EXERCISE INSTRUCTIONS:
A - Reproduce the passage of the summary on thoracic radiotherapy in small cell lung cancer from "1. The addition" up to and including "lung cancer (ES-SCLC).".
B - Pick up the summary on thoracic radiotherapy in small cell lung cancer after its final sentence and continue it.

1. The addition of thoracic radiotherapy in patients receiving prophylactic cranial irradiation and chemotherapy was shown to significantly increase overall survival at two years in patients with extensive-stage small cell lung cancer (ES-SCLC).
2. Disease progression was less likely in patients receiving thoracic radiotherapy in addition to prophylactic cranial irradiation and chemotherapy, than in patients receiving prophylactic cranial irradiation and chemotherapy alone.
Evidence Rating Level: 1 (Excellent)
Study Rundown: Approximately 13% of all lung cancer is small-cell lung cancer, which often presents at an advanced stage. The prognosis is poor and few adjunct treatments are available, with chemotherapy being the mainstay of treatment. While prophylactic cranial irradiation has shown to be effective for prevention of brain metastasis, treating intrathoracic disease remains a challenge. This study investigated the use of thoracic radiotherapy for treatment of intrathoracic disease in patients receiving prophylactic intracranial irradiation who had shown a response to chemotherapy. In addition to prophylactic cranial irradiation and chemotherapy, patients were randomly assigned to either receive thoracic radiotherapy (experimental group) or no thoracic radiotherapy (control group).

[Localization data with one point per instance]
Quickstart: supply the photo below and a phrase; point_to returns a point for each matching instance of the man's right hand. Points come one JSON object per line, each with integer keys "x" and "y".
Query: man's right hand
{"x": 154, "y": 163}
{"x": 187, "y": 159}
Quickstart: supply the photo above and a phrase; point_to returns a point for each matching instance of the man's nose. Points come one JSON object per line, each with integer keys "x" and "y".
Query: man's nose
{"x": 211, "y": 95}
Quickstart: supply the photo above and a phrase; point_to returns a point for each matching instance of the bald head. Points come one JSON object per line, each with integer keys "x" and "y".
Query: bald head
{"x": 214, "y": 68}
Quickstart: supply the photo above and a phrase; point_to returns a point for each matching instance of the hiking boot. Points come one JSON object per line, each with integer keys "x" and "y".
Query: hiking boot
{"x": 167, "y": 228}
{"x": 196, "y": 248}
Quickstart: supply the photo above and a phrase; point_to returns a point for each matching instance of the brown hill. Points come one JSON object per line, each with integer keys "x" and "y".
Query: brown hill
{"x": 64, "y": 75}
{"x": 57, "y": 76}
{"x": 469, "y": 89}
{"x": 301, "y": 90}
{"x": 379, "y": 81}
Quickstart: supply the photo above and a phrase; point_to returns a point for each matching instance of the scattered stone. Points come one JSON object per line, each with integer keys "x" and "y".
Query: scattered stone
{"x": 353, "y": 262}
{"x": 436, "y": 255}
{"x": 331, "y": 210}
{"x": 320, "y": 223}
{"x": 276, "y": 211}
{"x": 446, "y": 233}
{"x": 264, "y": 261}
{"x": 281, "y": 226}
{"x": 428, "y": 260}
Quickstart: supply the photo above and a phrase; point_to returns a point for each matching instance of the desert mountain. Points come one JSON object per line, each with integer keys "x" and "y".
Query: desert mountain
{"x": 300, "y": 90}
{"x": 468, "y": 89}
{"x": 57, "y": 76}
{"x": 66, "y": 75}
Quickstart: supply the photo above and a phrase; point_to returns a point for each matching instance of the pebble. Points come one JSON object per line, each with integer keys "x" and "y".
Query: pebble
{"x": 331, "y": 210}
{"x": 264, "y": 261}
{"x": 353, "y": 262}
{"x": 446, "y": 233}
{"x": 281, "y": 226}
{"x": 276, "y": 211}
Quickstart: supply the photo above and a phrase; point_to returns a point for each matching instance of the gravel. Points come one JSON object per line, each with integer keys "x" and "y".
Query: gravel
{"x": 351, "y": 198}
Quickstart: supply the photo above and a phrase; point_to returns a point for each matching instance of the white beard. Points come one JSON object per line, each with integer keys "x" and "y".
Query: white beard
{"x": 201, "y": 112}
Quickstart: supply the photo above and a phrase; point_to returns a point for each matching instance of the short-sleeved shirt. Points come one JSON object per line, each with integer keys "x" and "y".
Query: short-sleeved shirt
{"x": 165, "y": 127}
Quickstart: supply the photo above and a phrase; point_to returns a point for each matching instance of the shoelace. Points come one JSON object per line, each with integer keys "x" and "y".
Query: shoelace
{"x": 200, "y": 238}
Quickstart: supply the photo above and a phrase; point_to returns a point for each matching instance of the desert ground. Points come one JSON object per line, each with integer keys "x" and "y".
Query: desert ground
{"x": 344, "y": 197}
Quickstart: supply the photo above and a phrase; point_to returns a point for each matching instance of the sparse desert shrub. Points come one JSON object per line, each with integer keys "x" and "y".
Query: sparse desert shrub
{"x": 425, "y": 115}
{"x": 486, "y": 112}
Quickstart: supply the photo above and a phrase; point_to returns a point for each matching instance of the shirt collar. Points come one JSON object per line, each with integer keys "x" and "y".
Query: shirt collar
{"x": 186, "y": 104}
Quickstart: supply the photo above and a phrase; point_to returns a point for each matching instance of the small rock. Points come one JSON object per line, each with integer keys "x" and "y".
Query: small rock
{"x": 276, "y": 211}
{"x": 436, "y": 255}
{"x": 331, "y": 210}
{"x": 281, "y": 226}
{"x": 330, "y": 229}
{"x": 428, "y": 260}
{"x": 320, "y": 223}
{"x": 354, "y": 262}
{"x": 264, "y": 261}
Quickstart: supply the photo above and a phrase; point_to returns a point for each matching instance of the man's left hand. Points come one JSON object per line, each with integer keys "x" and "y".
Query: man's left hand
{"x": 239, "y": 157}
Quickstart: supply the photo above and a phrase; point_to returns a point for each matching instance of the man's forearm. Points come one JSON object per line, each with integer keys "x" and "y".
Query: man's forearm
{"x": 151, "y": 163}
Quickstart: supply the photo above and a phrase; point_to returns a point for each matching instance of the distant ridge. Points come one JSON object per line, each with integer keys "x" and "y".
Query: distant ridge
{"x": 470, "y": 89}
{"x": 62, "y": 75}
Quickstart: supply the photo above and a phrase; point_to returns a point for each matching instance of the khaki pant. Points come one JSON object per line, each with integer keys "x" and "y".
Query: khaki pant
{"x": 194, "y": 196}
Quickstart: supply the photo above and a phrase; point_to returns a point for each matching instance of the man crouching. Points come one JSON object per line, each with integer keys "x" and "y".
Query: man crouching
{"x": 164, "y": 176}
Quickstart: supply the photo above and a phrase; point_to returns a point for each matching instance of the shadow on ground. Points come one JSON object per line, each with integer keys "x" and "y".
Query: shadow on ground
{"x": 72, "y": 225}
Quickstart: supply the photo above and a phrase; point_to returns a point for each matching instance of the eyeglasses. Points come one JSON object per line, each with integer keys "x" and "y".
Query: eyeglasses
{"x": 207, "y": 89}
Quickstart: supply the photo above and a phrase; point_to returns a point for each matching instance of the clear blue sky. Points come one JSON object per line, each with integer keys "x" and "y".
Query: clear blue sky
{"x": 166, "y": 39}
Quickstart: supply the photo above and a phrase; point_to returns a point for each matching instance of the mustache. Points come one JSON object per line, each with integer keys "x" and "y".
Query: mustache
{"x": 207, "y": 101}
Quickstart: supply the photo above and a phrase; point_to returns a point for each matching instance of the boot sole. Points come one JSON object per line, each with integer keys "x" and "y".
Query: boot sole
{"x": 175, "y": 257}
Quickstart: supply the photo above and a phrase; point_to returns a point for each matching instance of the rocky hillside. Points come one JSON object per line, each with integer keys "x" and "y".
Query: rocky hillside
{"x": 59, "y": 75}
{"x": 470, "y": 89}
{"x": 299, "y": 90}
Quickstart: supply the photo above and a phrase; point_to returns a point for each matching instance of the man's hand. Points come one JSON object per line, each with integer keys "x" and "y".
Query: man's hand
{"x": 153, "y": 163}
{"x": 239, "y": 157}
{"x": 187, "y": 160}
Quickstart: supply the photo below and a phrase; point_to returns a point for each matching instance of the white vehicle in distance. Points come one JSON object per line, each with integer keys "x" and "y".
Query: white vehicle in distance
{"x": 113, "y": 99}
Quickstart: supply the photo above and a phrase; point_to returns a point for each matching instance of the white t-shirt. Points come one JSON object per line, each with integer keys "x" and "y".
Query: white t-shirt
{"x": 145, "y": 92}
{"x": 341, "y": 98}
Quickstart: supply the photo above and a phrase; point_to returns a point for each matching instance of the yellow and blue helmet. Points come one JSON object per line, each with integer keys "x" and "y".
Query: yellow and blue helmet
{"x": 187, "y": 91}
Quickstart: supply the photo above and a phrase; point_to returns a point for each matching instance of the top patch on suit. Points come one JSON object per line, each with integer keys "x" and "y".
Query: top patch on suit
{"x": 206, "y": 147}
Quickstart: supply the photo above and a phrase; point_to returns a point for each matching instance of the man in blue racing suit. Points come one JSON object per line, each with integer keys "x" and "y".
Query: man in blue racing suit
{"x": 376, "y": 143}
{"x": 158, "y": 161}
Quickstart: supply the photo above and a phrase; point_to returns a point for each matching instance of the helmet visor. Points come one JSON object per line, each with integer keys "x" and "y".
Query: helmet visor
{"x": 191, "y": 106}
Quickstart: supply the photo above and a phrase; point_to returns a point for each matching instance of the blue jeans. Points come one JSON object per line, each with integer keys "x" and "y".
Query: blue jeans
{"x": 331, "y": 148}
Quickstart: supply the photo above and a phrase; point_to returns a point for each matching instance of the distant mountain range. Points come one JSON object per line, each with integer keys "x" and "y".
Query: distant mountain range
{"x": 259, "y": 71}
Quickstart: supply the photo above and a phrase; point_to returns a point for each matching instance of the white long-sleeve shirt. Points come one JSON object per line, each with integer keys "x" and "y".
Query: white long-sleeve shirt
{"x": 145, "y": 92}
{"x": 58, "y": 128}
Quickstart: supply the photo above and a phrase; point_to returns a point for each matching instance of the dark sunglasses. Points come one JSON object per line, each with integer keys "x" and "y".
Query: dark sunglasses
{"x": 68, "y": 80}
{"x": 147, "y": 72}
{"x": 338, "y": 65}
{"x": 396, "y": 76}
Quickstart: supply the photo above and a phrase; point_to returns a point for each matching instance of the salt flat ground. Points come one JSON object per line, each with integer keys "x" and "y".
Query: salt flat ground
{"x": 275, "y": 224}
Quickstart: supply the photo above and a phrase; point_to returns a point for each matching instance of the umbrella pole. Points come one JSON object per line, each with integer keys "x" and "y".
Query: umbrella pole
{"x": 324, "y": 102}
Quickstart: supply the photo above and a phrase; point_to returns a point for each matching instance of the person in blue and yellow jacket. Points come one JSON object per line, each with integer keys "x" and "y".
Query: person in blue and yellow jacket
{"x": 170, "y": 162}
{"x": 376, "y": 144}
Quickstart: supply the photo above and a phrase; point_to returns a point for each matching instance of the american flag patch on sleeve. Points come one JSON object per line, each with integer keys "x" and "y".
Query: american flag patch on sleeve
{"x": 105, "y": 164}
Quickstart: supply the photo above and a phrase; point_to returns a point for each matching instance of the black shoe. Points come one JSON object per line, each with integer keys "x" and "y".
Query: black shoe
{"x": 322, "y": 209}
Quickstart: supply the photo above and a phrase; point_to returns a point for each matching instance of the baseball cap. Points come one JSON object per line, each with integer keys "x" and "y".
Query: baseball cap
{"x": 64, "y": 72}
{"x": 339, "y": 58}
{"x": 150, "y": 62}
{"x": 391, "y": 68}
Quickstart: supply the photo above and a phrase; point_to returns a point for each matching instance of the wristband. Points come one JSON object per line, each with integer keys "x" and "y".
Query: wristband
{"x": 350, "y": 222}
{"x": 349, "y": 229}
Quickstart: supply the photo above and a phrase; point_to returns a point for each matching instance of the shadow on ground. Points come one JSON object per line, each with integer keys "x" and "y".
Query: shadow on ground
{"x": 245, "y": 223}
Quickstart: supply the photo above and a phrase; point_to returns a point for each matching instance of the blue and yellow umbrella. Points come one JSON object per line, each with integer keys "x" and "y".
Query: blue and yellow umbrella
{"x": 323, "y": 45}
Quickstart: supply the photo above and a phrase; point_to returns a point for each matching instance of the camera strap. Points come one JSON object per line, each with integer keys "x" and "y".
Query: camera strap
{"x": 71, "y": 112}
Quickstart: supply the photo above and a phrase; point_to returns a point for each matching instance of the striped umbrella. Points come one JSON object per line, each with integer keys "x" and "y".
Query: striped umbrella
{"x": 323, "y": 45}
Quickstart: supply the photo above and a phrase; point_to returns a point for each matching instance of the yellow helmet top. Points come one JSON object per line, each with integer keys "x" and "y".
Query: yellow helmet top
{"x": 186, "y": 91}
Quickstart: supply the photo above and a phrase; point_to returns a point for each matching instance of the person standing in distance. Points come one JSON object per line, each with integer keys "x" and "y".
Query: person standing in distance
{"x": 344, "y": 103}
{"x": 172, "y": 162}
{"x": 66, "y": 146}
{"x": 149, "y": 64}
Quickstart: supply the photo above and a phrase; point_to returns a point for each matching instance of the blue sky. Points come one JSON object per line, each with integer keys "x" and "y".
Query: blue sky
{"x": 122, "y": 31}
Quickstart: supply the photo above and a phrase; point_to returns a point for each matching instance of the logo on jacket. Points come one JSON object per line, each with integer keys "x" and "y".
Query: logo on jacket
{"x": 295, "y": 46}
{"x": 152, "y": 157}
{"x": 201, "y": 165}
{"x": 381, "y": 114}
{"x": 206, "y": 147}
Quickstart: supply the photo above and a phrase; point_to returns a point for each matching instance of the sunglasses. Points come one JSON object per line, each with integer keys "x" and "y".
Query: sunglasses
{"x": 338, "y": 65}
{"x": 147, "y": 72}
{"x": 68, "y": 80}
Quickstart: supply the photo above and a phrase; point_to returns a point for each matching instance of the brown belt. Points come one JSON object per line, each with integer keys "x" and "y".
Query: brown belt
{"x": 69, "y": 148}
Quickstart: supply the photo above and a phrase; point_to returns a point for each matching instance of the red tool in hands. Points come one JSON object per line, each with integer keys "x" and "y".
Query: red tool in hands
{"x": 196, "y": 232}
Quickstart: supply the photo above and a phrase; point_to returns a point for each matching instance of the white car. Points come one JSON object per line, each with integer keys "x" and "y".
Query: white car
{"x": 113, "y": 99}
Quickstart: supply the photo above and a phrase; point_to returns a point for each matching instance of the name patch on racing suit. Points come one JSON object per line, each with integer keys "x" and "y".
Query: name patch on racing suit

TASK ANSWERS:
A -
1. The addition of thoracic radiotherapy in patients receiving prophylactic cranial irradiation and chemotherapy was shown to significantly increase overall survival at two years in patients with extensive-stage small cell lung cancer (ES-SCLC).

B -
The study found that the addition of thoracic radiotherapy did not significantly improve one-year overall survival, but that two-year overall survival was significantly improved and progression-free survival greatly increased. This finding implicates the consideration of intrathoracic radiotherapy in addition to prophylactic intracranial irradiation for patients with ES-SCLC who respond to chemotherapy. This study’s strength comes from the effective randomization and high participant compliance rate (95%). A limitation of this study is the lack of patient-reported outcomes related to quality of life, which may actually encompass the patient experience more effectively than the treatment does. Quality of life in patients with advanced stage cancers is always an important consideration.
This study was funded by Dutch Cancer Society (CKTO), Dutch Lung Cancer Research Group, Cancer Research UK, Manchester Academic Health Science Centre Trials Coordination Unit, and the UK National Cancer Research Network.
In-Depth [randomized controlled trial]: This phase 3 randomized controlled study was conducted across 42 hospitals in the Netherlands, Belgium, the United Kingdom, and Norway. Participants were age 18+ with a WHO performance status of 0-2 who had extensive-stage SCLC that had responded to chemotherapy. The experimental group, 247 patients, received thoracic radiotherapy in addition to intracranial irradiation and chemotherapy. The control group, 248 patients, received no thoracic radiotherapy in addition to intracranial irradiation and chemotherapy. Overall survival at one year was the primary endpoint, and median overall survival and overall survival at two years were also analyzed.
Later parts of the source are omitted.